*WORK TO DO:* Duplicate the lines word for word, starting at the line containing "One dot marks each instance of the eyeglasses." and ending at the line containing "[(533, 883)]", both included.

Source data
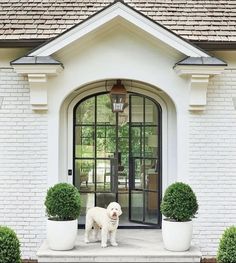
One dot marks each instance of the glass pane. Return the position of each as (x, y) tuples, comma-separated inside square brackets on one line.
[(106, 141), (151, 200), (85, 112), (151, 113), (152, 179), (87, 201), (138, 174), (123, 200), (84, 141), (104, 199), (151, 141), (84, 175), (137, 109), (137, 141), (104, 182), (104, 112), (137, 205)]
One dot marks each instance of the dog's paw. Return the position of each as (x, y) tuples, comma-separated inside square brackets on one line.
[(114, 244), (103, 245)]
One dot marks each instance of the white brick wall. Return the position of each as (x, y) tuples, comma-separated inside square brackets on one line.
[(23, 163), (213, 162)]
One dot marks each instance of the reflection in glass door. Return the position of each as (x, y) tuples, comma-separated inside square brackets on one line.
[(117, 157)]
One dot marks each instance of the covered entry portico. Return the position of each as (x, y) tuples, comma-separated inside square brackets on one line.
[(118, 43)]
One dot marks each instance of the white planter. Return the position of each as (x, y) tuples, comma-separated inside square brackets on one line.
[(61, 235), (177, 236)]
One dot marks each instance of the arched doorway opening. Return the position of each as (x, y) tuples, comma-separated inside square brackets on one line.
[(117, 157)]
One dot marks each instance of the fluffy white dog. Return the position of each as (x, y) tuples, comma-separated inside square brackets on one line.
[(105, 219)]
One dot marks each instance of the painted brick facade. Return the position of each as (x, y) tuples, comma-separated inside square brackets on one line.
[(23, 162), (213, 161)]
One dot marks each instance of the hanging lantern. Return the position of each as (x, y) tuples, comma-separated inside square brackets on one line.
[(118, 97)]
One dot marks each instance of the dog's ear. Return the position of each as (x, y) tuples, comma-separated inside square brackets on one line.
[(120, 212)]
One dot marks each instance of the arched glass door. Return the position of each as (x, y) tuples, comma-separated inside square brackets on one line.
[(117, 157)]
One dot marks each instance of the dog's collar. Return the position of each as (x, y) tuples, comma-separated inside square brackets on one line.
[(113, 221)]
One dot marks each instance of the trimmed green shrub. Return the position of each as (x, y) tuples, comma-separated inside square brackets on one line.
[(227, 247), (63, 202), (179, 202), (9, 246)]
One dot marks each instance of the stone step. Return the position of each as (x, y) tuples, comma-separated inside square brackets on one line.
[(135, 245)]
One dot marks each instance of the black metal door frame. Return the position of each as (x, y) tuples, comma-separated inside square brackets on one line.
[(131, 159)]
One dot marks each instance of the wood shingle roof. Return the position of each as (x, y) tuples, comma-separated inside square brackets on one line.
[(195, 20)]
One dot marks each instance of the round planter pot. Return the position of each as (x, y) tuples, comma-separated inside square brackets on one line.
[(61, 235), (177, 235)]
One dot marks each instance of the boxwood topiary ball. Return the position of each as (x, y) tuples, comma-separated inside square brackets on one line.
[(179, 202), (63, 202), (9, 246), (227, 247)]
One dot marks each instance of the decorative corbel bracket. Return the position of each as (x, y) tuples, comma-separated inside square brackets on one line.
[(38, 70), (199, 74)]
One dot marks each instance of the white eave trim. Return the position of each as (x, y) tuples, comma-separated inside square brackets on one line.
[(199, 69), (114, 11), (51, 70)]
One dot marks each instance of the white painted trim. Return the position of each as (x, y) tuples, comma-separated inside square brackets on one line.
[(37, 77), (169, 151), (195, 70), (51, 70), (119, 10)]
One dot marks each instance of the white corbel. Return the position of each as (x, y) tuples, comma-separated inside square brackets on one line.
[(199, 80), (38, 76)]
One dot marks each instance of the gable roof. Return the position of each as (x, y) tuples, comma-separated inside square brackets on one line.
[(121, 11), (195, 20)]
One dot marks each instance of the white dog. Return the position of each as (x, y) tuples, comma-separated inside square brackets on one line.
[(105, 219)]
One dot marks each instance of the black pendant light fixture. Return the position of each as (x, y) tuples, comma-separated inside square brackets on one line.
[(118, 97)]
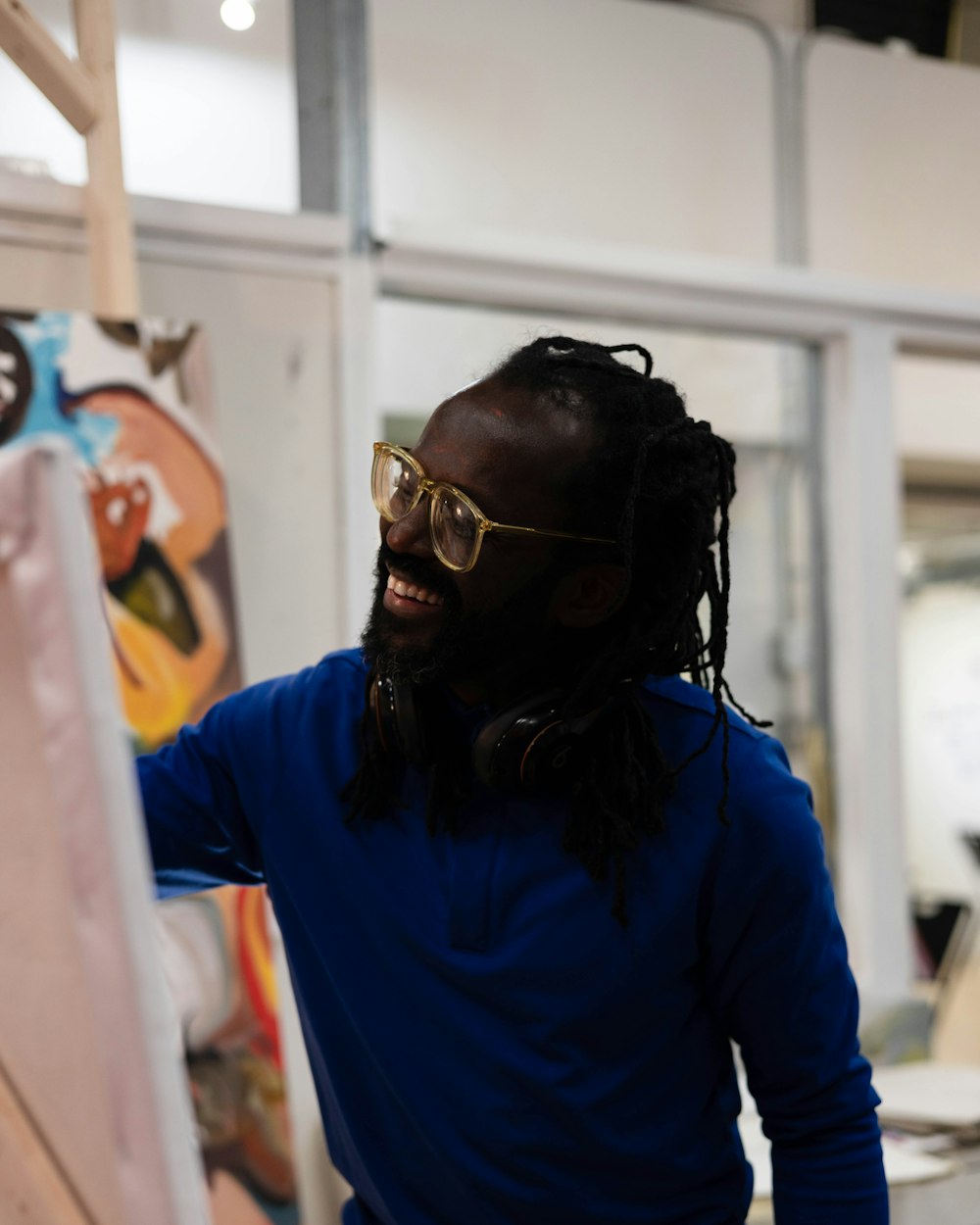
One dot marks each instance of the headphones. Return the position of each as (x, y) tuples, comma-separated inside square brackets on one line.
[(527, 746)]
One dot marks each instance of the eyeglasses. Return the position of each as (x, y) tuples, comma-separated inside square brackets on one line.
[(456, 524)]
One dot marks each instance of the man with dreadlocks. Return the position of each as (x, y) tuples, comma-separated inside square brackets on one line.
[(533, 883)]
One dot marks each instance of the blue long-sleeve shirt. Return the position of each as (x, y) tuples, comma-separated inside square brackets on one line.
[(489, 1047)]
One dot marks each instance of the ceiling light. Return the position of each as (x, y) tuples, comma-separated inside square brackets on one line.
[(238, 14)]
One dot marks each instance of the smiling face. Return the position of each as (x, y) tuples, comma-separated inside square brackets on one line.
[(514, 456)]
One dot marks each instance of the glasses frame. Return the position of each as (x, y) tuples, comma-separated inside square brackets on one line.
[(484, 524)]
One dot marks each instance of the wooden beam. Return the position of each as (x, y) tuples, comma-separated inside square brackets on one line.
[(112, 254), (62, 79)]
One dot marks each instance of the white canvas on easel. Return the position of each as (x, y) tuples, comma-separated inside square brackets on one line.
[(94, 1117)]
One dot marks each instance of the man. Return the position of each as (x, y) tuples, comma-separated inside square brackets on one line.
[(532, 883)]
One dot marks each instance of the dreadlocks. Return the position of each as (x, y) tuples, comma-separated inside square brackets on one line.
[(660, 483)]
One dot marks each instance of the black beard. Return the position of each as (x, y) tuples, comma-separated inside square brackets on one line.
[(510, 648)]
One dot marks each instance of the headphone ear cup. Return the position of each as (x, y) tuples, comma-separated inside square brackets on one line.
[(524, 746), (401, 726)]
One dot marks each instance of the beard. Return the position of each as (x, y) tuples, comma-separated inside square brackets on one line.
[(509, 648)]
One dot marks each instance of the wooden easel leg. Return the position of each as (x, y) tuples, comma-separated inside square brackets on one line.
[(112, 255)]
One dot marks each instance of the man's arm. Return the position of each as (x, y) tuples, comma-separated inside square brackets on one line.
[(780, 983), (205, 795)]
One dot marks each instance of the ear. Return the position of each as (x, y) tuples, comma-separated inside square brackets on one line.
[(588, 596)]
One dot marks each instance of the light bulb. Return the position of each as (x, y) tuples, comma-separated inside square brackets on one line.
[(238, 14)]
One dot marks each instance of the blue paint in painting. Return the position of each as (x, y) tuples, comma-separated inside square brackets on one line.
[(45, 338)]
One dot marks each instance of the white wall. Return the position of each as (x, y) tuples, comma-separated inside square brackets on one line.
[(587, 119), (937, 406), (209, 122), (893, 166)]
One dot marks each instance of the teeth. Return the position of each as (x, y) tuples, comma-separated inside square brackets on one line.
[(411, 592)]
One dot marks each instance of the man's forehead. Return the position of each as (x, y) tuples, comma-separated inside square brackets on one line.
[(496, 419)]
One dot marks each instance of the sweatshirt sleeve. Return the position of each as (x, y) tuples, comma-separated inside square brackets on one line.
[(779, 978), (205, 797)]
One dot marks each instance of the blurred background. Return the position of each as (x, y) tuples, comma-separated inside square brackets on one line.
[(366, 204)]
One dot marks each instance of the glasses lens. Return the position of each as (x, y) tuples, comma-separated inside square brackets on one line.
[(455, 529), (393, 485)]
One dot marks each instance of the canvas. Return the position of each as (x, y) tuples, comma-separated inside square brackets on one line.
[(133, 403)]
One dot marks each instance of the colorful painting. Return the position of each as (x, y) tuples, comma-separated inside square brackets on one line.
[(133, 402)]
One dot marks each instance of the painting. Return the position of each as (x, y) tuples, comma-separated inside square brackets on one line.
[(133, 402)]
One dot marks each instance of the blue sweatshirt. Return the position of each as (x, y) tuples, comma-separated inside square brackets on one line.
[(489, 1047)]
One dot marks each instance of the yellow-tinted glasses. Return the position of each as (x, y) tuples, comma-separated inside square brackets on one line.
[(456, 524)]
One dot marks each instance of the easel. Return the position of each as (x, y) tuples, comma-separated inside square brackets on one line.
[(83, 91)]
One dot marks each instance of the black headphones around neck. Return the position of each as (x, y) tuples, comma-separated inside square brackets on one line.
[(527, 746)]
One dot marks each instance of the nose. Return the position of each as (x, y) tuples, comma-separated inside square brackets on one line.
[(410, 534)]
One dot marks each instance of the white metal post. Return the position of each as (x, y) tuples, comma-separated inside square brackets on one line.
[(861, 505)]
--
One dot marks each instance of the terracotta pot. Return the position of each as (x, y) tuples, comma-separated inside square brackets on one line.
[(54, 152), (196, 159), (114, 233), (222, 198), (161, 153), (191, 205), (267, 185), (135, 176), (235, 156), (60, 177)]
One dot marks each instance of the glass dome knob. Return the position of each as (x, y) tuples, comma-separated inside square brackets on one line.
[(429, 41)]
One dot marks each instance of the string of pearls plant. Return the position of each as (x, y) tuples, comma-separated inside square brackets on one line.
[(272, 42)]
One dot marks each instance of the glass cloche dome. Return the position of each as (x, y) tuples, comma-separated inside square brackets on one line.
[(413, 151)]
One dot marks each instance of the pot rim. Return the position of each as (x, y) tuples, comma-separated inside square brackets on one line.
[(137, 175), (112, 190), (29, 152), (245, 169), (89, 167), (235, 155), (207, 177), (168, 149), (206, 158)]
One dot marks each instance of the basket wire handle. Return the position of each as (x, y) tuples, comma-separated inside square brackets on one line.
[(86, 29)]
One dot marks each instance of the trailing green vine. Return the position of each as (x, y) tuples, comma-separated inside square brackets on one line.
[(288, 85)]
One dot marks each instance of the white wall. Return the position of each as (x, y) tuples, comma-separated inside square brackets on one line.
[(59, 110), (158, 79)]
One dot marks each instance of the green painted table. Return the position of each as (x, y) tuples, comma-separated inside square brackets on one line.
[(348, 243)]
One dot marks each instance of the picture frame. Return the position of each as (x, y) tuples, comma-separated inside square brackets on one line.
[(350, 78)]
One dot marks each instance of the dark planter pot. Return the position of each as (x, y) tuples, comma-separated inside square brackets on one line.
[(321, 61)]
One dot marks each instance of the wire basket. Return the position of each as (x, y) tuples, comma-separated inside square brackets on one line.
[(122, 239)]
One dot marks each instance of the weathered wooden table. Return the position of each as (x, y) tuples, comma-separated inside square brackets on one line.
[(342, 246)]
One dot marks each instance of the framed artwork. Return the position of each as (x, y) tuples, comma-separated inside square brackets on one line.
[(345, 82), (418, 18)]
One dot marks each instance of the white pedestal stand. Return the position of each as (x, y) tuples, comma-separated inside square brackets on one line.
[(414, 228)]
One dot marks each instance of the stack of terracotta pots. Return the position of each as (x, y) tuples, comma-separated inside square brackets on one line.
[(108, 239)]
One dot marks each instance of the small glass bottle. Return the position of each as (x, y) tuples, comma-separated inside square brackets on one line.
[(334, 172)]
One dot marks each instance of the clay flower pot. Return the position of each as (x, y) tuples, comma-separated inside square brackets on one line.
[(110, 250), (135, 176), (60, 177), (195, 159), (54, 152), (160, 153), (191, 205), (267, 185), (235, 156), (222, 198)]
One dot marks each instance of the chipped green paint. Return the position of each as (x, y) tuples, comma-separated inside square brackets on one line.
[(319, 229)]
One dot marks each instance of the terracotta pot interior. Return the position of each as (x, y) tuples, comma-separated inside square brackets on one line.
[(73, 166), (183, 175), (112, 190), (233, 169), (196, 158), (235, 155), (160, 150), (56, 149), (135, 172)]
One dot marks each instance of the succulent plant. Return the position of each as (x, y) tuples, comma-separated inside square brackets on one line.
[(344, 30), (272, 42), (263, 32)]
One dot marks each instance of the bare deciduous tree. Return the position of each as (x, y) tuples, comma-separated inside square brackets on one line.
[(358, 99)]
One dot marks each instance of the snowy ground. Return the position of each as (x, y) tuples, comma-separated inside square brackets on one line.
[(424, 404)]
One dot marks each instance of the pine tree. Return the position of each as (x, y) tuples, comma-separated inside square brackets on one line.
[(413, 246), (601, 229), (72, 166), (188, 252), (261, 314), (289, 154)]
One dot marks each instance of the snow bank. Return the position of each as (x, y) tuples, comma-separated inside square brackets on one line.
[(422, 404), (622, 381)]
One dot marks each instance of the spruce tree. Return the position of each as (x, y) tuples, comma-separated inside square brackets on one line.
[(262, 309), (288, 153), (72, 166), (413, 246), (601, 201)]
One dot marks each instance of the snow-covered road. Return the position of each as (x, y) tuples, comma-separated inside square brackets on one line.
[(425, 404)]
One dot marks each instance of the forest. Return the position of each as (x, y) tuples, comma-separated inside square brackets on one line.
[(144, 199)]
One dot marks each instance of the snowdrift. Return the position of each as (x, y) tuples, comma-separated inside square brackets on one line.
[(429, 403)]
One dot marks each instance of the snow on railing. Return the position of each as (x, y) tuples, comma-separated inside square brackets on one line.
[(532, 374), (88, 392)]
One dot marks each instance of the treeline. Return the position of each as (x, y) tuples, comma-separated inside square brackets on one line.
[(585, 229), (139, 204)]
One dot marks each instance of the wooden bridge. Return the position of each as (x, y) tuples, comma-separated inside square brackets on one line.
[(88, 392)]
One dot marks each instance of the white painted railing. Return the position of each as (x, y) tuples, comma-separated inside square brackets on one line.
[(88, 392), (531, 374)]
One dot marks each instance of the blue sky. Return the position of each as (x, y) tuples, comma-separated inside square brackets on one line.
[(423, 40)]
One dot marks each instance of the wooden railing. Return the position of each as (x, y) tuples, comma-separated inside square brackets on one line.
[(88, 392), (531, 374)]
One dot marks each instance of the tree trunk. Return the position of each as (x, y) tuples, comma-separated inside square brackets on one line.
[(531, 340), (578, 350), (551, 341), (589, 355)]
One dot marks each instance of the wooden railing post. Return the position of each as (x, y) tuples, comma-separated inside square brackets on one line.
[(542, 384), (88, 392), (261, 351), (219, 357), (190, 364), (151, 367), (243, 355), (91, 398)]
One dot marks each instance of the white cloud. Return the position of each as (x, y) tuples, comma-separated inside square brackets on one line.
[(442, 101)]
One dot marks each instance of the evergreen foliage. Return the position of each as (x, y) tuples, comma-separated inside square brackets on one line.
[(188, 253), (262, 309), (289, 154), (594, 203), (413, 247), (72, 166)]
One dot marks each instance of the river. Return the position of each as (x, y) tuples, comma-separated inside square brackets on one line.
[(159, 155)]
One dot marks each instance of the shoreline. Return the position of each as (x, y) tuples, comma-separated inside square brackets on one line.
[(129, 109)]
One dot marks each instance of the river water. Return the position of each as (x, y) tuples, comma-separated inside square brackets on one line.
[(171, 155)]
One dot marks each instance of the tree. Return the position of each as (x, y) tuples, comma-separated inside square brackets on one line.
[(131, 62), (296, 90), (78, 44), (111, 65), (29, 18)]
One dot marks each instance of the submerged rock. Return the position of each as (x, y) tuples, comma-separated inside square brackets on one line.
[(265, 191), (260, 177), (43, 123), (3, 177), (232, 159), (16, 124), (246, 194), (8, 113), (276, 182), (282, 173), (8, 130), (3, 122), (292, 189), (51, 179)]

*REPLY:*
One dot marks each instance of the eyeglasses. Return the position of each as (x, y) tuples, comma-separated inside square brackets on one line.
[(456, 524)]
One dot marks each instance of the man with dreadlocks. Return the position of each as (x, y) tuples, comma-separated inside square brackets on one line.
[(533, 883)]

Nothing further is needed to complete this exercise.